+++ PASSAGE TO READ +++

Treasurer continues push on health costs
BY AMELIA HARPER
Thursday, January 10, 2019
While the federal government is working to increase hospital transparency regarding charges, State Treasurer Dale Folwell is calling for more transparency regarding health care contracts with insurance companies as well.
In late November, Folwell called for the U.S. Department of Justice to take action and for all North Carolina hospitals to become more transparent in their pricing. The announcement was made in light of the recent settlement of a lawsuit filed by the U.S. Department of Justice and the state Department of Justice against Atrium Health, formerly known as Carolinas Healthcare System, according to a press release from Folwell’s office.
The civil antitrust lawsuit challenged provisions in Atrium's contracts with major health insurers including Blue Cross and Blue Shield of North Carolina that prohibited what otherwise would have been used to direct consumers toward high-quality, cost-effective health care providers, Folwell said. Atrium was slated to form a joint operating company with UNC Health Care last year, but that deal was derailed in March when both parties could not agree to terms of the contract.

+++ RECORD SET +++

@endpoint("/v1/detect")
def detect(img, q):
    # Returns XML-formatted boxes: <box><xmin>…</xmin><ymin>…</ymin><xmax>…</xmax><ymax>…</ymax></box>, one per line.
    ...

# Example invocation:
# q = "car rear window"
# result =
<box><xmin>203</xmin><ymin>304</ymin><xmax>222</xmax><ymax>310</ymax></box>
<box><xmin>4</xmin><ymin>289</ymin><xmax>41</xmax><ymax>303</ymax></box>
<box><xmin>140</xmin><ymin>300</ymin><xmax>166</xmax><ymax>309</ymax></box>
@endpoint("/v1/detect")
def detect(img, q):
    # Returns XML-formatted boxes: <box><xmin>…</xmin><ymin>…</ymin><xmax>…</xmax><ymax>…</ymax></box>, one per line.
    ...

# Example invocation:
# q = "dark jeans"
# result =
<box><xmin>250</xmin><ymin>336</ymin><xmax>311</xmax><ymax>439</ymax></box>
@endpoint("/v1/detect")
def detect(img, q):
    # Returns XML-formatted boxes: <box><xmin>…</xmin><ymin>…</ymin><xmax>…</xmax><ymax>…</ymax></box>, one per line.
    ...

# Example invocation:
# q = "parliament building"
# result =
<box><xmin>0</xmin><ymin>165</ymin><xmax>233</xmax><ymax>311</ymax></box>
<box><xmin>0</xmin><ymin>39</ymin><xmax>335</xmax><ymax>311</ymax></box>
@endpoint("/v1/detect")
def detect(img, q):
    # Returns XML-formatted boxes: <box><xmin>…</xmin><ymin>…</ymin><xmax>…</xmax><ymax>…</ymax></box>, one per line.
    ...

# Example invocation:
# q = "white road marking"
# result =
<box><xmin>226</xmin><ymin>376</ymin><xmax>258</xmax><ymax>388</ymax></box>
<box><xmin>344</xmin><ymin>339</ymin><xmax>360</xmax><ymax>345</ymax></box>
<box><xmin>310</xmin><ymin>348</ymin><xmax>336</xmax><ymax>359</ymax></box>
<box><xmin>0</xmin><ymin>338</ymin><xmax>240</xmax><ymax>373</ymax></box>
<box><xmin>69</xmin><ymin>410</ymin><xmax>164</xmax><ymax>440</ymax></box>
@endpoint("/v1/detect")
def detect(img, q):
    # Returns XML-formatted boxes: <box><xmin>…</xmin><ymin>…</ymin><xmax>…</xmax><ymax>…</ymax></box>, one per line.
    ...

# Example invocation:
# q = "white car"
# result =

+++

• **TASKS AND EXERCISES**:
• a. Render this sentence from the article about the treasurer's push on health costs in Spanish: "Atrium was slated to form a joint operating company with UNC Health Care last year, but that deal was derailed in March when both parties could not agree to terms of the contract."
• b. Carry the article on the treasurer's push on health costs forward from its final sentence, writing a few more sentences.

• **SOLVED TASKS**:
• a. Atrium tenía previsto formar una empresa operativa conjunta con UNC Health Care el año pasado, pero ese acuerdo se frustró en marzo cuando ambas partes no lograron ponerse de acuerdo sobre los términos del contrato.

• b.
“For decades, the largest public hospital system in North Carolina has been engaging in this and other anti-competitive activities," Folwell said. “In the spirit of this settlement, I'm calling on all North Carolina hospitals to be transparent and to publish their pricing so consumers can make informed decisions regarding health care. I'm also calling for the United States Department of Justice and the North Carolina Department of Justice, on behalf of the State Health Plan, to recover the potentially hundreds of millions overcharged to consumers by hospital management from this illegal activity."
According to the press release, early last year the State Health Plan submitted a public records request to UNC Health Care for a copy of its contract and fee schedule with Blue Cross NC. Blue Cross NC is the third party administrator for the plan and negotiates pricing for its 727,000 members, including teachers in the state. In response, UNC Health Care provided more than 100 pages of redacted information with no visible prices, the release said.
The state-owned hospital said that such pricing information is confidential. Folwell disagrees.
“The taxpayers need to understand that the state treasurer cannot find out from the state hospital what the State Health Plan is paying for medical services for state workers," said Folwell. “It's beyond belief."
Folwell said in the release that after his legal team reviews the settlement, he will be submitting comments on the proposed settlement to the U.S. Department of Justice.
“We're doing what's necessary at this point in our state's history because others didn't," Folwell said. “As chaotic as health care is, we have not lost our commitment on focusing all of our attention on the members and taxpayers like them. It's not enough to just point out problems, ultimately they have to be fixed."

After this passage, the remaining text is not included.